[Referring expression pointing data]
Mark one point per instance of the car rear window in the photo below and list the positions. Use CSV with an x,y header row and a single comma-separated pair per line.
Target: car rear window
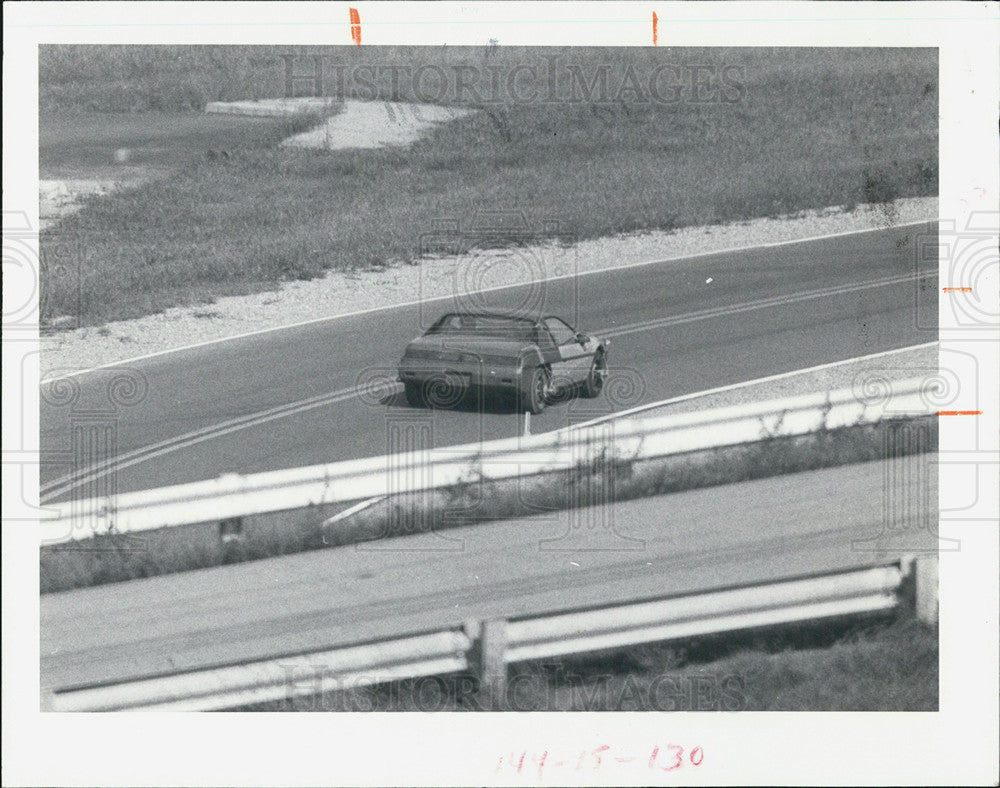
x,y
485,325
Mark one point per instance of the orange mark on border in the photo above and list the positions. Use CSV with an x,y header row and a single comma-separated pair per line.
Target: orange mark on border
x,y
355,26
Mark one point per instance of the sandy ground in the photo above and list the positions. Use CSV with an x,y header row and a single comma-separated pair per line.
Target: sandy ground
x,y
364,124
359,124
341,293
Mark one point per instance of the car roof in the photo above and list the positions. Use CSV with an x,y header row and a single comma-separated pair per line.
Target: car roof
x,y
493,316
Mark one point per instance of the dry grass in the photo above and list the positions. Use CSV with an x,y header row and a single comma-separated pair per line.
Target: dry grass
x,y
808,128
885,665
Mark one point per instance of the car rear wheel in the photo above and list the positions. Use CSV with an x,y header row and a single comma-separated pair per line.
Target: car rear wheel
x,y
595,378
414,395
535,390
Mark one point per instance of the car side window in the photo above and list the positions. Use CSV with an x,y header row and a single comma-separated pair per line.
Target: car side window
x,y
561,333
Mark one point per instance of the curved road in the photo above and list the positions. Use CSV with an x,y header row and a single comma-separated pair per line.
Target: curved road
x,y
814,522
292,397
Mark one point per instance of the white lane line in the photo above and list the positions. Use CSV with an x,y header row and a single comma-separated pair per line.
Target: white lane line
x,y
122,461
72,481
743,384
605,270
763,304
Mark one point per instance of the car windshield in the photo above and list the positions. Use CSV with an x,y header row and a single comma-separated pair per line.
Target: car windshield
x,y
485,325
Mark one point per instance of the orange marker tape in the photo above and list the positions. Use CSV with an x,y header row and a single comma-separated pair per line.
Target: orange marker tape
x,y
355,26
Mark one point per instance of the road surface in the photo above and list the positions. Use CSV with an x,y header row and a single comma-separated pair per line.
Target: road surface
x,y
768,529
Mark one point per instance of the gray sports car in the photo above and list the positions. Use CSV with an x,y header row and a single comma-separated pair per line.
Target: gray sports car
x,y
532,359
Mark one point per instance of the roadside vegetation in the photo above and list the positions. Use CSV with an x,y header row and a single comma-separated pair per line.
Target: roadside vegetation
x,y
881,665
774,131
110,558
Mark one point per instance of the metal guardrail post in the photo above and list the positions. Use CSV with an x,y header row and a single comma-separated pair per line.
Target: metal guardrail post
x,y
491,665
925,571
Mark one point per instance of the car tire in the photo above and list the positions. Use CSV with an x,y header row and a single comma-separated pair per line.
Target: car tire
x,y
533,392
594,383
414,395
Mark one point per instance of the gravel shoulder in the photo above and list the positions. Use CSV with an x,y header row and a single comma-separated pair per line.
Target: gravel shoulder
x,y
340,293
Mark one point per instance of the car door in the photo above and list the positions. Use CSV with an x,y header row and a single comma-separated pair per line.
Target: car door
x,y
574,358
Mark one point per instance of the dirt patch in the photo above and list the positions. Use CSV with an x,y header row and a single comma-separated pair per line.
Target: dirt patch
x,y
342,292
364,124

### Activity
What is needed is a word-for-word copy of the data, minus its pictures.

### Exercise output
Mark one point per instance of the car rear window in the photo below and list the positions. Use CSV with an x,y header row and a single comma-separated pair per line.
Target: car rear window
x,y
485,325
Mark one point per instance of the orange mark on border in the photo above and list the positions. Use CSV with an x,y header row and a single comma-separated pair per line.
Target: orange mark on border
x,y
355,26
Mark one point per instance of the sandy ground in the photo above and list the positions. Use CSV with an x,y header row and a single comma-separated pair per line.
Target: sandy ground
x,y
364,124
359,124
341,293
Mark one point per instance of the car roof in the photo above and list the positions. Use CSV with an x,y header row and a single comma-separated pair per line.
Target: car roof
x,y
493,316
Mark one point per instance of the dry grass in the photo above and list the positions. Use CSV with an x,y header row and a single comma-separated pair per line.
Target: dry grass
x,y
808,128
885,665
Mark one point per instance of the car rear wheel in the photo above and list the positions. Use CSV with an x,y header row and a single comma-separated pair per line.
Target: car rear wheel
x,y
595,378
414,395
535,390
Mark one point per instance of the car side window in the photo above and list the positions. Use CSV with an x,y header row and a single comma-separated pair per line.
Target: car side window
x,y
561,333
Mark one point per instance of the curved road in the photo above and list the positions. Use CSV with an x,y header row and a single comma-separated pair per line.
Target: curved road
x,y
814,522
292,397
Mark one point per instance of the white lane line in the photo above and list the positions. Use CSV with an x,y header row and a single comma-separated pair per line.
Target: white lane line
x,y
122,461
72,481
743,384
605,270
763,304
Mark one point per instance of the car windshield in the photo above and list the positions. Use CSV with an x,y header row and a single comma-separated pair per line.
Target: car windshield
x,y
485,325
Mark one point per instance of the orange marker tape in the photo above and list the positions. Use CSV with an x,y header row and a single comma-separated pair per line.
Target: orange marker tape
x,y
355,26
Mark one point per instance of the road surface in the photo above and list the positions. Use CSV with an x,y header row and a single comma-separated pair per line.
Target: road surface
x,y
768,529
Mark one point per instance of the gray sports car in the photo above and list the positions. Use CSV with an x,y header row and a single comma-separated pair per line.
Target: gray sports car
x,y
532,359
Mark one point per instance of the roadside vegetation in the photo above and list the positions. Use CSV with an x,y header row and a single comma-separated pair per line.
Target: roadside vegetation
x,y
881,665
774,131
110,558
Mark one point per instance of the metal guardrail post in the photo above and list the positions. Use CSV with an x,y header row and a single comma-separated pair per line.
Target: metal guardrail post
x,y
491,665
925,571
Mark one point per instance of the car tire in the photo above and list the positions. Use CSV with an x,y header row and a single comma-separated pair per line.
Target: car tire
x,y
533,392
594,383
414,395
Mark one point per instance of the gravel shoulder in the photo above and list the positions. Use CSV with an x,y header row and a single comma-separated pair per line.
Target: gravel shoulder
x,y
340,293
Mark one point per instance of the car door in the photo above and list the positions. Use CSV with an x,y header row and a single comma-separated pair per line.
Target: car door
x,y
574,358
Mark one point per instance of the dirt patch in the photo above and list the positions. Use CSV with an x,y header row and a single comma-separated pair per line.
Target: dirt patch
x,y
342,292
364,124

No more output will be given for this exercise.